### Problem to solve:
Could you transcribe each entry below exactly, minus the images?

### Extracted data:
╔══

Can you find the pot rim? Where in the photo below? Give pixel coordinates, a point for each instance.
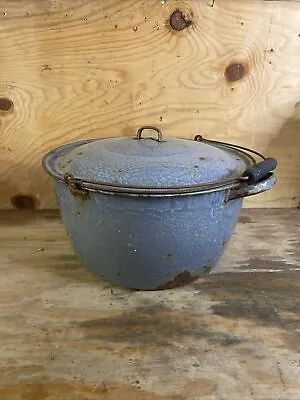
(49, 164)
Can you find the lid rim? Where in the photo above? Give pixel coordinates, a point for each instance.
(218, 185)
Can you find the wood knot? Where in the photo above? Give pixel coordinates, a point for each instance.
(179, 21)
(6, 105)
(235, 72)
(24, 202)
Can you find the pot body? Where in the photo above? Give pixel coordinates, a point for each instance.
(148, 243)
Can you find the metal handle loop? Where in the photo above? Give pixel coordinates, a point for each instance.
(153, 128)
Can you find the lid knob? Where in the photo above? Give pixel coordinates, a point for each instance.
(153, 128)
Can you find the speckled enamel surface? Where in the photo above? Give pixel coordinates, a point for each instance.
(146, 162)
(148, 243)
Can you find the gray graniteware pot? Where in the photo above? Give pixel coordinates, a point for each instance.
(149, 212)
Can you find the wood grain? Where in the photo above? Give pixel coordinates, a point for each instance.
(66, 335)
(86, 69)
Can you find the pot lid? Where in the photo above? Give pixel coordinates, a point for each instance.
(148, 162)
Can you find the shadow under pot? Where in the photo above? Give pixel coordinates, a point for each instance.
(151, 212)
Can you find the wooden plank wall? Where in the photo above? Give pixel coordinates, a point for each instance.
(79, 69)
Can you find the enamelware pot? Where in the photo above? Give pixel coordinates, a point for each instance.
(150, 212)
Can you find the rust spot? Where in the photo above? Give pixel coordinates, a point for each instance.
(179, 21)
(183, 278)
(24, 202)
(75, 188)
(6, 104)
(234, 72)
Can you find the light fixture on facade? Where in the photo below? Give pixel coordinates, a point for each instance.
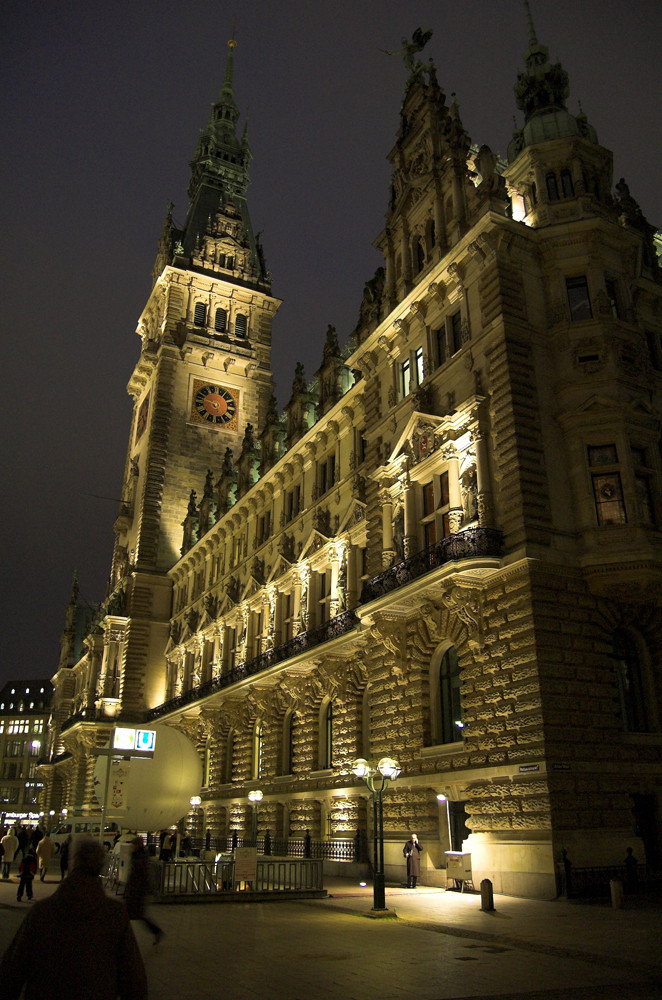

╚══

### Answer to this problem:
Can you find the pot rim? Where in the photo below? Give pixel coordinates, a point for each instance.
(49, 164)
Can you find the lid rim? Where in the photo above? Give pixel coordinates, a point for each instance.
(218, 185)
Can you find the wood knot? Where in the photo above? Give pixel coordinates, a point for each instance.
(179, 21)
(6, 105)
(235, 72)
(24, 202)
Can you find the pot body? Where in the photo above? Give pixel coordinates, a point for each instance.
(148, 243)
Can you find the metal handle loop? Where in the photo above? Give pixel coordinates, a point for each instance.
(153, 128)
Can you find the lid knob? Where in the photo above? Give pixel coordinates, a point for each instance.
(153, 128)
Can you find the speckled enamel surface? Where in the photo above? Give pixel coordinates, a point for each instance.
(146, 162)
(148, 243)
Can you find the gray graniteware pot? Where in the photo above? Give pixel coordinates, a point for each instance.
(149, 212)
Can you find the wood grain? Where in the photo above? Give pixel coordinates, a point for each instance.
(66, 335)
(86, 69)
Can you find the pot lid? Where in the photo above? Give pixel coordinates, a point for each instance.
(148, 162)
Can you find the shadow under pot? Where in the photo above? Give pixel coordinates, a point for each instance.
(151, 212)
Can you find the wooden plank wall? Where in the photo above? Give pixel coordinates, a point for each instance.
(79, 69)
Can you find the enamelware pot? Where in the photo above? Give pixel coordinates, a point for each instance.
(150, 212)
Can you find the rust spot? Where in the photo above? Give pixel coordinates, a point for each instance.
(179, 21)
(183, 278)
(24, 202)
(75, 188)
(6, 104)
(234, 72)
Can you find the light fixture on facade? Where in the photo below? Give pixel coordinates, a point for each instance.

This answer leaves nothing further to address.